WHAT TO DO:
[1] Write out, word for word, the part of the Mark Penn article below that opens with the words containing "Hillary's guru has" and closes with "and 'shrewd and insightful'.".
[2] List every person the Mark Penn article below names by both first and last name, in order of first appearance.
┌─ SUPPLIED PASSAGE
Hillary's guru has some tips for Gordon
Matthew d'Ancona talks to Mark Penn about his new book on `microtrends', his work as Hillary Clinton's chief strategist — and why 'you need experience to bring about change' 1 f Hillary Clinton is sworn in as 44th President of the United States in January 2009, the man sitting opposite me in the bar of the Dorchester will become one of the most powerful people in the world. Mark Penn, pollster extraordinaire, adviser to Tony Blair in the 2005 election, and legendary number-cruncher to Bill Clinton is now chief strategist to the Democrat frontrunner and, it is widely believed, Hillary's alter ego, the man she calls at 7 a.m. wherever she is in the world. In her memoirs, she calls him 'brilliant and intense' and 'shrewd and insightful'.
└─
┌─ INFORMATION GIVEN
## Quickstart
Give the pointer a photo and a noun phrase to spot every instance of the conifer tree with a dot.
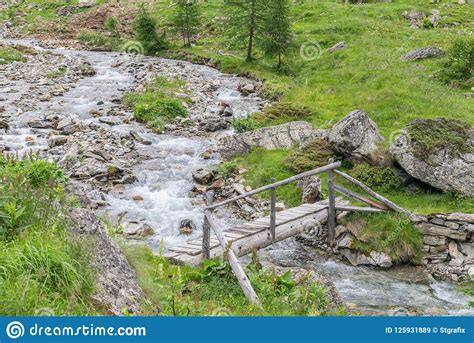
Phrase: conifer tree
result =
(186, 19)
(244, 20)
(276, 29)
└─
SOLUTIONS TO THE PROBLEMS:
[1]
Hillary's guru has some tips for Gordon
Matthew d'Ancona talks to Mark Penn about his new book on `microtrends', his work as Hillary Clinton's chief strategist — and why 'you need experience to bring about change' 1 f Hillary Clinton is sworn in as 44th President of the United States in January 2009, the man sitting opposite me in the bar of the Dorchester will become one of the most powerful people in the world. Mark Penn, pollster extraordinaire, adviser to Tony Blair in the 2005 election, and legendary number-cruncher to Bill Clinton is now chief strategist to the Democrat frontrunner and, it is widely believed, Hillary's alter ego, the man she calls at 7 a.m. wherever she is in the world. In her memoirs, she calls him 'brilliant and intense' and 'shrewd and insightful'.

[2]
Matthew d'Ancona
Mark Penn
Hillary Clinton
Tony Blair
Bill Clinton